[Saved entries]
== == ==

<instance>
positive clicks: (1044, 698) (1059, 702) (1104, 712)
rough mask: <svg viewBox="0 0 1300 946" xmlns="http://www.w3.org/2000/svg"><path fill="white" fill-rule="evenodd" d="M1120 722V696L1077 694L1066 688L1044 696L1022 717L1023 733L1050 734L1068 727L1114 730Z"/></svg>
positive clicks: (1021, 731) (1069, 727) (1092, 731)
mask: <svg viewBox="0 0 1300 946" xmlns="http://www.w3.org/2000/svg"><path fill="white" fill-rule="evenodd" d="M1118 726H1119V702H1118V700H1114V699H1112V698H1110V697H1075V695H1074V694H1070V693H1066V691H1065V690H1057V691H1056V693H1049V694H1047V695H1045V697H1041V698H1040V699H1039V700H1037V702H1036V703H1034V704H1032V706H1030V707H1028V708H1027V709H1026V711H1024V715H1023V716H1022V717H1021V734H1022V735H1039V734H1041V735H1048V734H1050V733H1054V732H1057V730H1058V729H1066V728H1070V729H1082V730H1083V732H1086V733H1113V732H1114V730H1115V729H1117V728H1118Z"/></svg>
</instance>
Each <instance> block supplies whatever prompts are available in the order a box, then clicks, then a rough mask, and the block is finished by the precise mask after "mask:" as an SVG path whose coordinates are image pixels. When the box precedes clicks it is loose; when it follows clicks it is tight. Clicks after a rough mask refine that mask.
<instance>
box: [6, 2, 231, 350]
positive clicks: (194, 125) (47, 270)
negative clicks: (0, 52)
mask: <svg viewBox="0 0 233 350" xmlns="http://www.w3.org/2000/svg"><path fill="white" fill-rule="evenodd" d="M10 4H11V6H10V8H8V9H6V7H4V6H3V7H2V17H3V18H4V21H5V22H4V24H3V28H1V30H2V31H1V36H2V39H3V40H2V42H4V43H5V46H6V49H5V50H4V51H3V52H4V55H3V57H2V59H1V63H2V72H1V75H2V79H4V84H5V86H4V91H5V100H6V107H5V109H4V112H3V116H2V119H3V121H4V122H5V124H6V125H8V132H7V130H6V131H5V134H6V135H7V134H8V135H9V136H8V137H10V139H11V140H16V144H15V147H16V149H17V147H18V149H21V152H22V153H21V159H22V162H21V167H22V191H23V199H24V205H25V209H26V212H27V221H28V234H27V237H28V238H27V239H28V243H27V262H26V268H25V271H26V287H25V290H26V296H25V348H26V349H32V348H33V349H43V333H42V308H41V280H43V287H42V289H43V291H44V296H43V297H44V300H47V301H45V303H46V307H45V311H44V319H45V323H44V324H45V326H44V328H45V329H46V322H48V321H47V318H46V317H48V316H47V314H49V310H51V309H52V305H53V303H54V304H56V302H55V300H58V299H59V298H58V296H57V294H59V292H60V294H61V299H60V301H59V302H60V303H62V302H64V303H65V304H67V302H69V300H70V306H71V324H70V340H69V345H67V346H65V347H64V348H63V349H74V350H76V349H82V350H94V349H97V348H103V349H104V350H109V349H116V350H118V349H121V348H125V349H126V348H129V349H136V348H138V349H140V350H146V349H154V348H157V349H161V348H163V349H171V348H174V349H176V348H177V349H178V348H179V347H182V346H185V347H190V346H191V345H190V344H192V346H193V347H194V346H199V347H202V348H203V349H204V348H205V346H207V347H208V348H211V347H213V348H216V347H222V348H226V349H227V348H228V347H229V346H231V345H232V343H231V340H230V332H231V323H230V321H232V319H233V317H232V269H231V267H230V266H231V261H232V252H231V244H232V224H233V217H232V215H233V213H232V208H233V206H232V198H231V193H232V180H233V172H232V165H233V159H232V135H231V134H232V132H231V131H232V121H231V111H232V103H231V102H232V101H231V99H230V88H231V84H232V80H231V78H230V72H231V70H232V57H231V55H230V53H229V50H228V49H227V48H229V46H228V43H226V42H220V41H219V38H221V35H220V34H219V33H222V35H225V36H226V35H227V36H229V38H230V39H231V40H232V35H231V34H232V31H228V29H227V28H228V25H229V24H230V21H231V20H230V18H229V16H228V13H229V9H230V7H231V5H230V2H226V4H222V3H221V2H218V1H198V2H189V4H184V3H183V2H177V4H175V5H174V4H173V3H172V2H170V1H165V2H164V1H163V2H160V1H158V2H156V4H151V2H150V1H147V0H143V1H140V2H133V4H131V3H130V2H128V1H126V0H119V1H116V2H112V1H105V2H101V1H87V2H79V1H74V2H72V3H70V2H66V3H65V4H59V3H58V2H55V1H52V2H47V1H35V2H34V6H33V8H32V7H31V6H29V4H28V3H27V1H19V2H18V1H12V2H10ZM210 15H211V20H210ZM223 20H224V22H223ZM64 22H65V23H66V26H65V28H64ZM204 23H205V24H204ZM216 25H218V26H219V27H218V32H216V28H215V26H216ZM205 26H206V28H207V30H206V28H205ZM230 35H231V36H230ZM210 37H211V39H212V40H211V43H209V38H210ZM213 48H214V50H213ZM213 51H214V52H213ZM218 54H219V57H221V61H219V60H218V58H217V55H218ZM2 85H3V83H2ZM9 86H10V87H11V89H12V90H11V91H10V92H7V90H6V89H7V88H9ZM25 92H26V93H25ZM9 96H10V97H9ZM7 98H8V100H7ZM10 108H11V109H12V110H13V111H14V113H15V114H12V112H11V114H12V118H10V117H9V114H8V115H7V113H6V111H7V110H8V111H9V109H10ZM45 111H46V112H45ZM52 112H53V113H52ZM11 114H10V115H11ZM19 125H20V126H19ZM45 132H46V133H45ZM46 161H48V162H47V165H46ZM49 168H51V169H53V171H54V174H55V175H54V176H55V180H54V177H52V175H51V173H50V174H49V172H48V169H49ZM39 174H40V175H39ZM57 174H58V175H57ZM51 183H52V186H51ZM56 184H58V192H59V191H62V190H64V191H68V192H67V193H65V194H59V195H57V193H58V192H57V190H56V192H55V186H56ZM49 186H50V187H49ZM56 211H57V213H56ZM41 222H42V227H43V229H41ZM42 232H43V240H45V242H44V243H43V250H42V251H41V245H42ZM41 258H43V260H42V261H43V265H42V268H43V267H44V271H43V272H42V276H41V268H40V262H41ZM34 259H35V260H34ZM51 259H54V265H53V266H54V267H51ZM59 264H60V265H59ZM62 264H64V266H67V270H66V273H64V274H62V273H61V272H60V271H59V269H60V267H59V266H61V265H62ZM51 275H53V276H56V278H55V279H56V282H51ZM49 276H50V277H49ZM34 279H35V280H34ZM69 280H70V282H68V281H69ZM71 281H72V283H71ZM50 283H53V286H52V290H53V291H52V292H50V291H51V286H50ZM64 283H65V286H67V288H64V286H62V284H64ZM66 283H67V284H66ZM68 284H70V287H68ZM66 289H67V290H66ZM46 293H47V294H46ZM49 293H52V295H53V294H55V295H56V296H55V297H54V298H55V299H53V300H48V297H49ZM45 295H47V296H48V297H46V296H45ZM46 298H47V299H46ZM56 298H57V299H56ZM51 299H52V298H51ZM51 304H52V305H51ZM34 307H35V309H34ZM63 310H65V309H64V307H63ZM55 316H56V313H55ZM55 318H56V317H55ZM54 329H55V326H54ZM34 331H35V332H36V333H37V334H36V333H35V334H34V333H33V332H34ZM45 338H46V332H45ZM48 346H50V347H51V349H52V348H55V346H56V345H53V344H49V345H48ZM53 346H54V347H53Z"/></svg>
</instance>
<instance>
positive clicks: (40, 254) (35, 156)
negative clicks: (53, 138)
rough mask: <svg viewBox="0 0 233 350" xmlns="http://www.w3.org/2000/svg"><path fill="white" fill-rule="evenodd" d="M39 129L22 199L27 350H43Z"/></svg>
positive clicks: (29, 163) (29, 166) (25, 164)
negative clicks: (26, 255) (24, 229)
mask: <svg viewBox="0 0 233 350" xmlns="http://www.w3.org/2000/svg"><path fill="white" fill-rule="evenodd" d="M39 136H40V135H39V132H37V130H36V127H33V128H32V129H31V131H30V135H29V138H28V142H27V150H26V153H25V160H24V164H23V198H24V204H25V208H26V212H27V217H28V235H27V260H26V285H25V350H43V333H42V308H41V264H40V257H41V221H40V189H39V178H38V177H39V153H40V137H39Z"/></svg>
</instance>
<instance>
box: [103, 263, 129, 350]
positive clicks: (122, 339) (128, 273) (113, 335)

== == ==

-- REQUIREMENT --
Retype the entries above exactly, but only from the line containing "Each <instance> block" through the line containing "positive clicks: (194, 125) (47, 270)", both included.

-- ANSWER TO THIS TASK --
Each <instance> block supplies whatever prompts are available in the order a box, then clicks, then a rough mask, and the block is finished by the precise mask after "mask:" as an SVG path whose coordinates are image pixels. When the box precedes clicks it is loose; when it follows clicks it is tight. Clicks after a rough mask refine that mask.
<instance>
box: [6, 2, 231, 350]
positive clicks: (194, 125) (47, 270)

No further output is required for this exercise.